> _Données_
--

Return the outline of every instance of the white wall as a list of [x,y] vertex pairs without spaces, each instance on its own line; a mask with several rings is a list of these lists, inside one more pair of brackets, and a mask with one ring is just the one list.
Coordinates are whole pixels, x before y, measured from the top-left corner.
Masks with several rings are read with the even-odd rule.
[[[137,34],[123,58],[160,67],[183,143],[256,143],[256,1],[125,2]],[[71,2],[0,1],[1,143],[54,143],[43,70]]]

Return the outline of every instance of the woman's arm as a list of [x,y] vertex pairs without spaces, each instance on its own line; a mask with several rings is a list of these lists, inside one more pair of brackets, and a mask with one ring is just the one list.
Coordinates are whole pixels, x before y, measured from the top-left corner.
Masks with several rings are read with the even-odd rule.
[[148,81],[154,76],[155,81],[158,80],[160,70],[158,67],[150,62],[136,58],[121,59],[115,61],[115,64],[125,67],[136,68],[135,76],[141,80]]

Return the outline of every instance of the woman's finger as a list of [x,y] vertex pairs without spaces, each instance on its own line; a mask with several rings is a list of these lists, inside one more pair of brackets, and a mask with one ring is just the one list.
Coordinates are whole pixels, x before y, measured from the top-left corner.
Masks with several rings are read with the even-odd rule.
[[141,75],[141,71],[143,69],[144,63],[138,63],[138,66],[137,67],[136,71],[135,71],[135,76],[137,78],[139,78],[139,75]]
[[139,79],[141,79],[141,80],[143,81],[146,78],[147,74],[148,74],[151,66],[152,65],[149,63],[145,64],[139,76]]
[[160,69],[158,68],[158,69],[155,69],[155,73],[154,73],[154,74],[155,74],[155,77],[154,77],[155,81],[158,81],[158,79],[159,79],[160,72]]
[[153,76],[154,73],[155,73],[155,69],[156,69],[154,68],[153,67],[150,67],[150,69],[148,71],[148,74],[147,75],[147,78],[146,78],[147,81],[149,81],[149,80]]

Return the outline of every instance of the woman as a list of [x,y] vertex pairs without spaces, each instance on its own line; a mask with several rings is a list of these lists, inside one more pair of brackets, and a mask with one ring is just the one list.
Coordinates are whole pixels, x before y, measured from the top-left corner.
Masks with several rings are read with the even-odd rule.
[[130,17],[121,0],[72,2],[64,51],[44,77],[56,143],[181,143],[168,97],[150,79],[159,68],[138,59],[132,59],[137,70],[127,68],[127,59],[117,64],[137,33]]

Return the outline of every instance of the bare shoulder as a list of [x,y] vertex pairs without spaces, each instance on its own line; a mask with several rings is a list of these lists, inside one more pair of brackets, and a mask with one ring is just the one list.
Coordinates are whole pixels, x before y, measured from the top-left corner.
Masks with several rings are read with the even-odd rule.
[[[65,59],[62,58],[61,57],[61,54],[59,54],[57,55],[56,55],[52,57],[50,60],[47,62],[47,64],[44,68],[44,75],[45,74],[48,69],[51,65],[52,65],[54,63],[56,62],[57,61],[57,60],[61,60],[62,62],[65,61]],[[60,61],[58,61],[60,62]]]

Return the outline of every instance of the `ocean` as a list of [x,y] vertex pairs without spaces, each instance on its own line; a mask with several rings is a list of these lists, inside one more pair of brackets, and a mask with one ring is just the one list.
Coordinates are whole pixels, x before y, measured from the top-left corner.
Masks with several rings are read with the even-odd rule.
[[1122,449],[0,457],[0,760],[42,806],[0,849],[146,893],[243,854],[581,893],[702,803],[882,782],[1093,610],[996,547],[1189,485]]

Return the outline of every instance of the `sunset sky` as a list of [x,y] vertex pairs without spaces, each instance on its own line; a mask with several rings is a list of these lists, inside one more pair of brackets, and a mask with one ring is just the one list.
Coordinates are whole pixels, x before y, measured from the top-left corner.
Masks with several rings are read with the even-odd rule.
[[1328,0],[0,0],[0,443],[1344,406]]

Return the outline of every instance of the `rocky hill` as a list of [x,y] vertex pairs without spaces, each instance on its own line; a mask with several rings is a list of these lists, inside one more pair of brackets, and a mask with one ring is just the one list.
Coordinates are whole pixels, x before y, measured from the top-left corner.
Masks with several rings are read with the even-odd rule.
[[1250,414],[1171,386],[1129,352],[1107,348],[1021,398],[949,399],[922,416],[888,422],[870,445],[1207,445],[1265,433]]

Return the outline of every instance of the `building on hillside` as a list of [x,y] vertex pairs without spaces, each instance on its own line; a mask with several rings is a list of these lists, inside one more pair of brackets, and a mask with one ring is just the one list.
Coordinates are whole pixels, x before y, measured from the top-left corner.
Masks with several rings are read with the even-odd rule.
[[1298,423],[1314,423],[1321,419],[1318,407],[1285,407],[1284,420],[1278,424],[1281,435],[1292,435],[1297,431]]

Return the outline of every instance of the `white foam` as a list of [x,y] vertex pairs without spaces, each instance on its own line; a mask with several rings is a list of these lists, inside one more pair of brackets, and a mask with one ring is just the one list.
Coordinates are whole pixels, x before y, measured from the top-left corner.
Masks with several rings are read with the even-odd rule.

--

> _CONSIGNE_
Comptez les lignes du listing ci-dessus qui contiennent la chaîne « hillside », en tenant compte de la casse. Donnez uniquement ce nombre.

> _RÉPONSE ATTENDUE_
1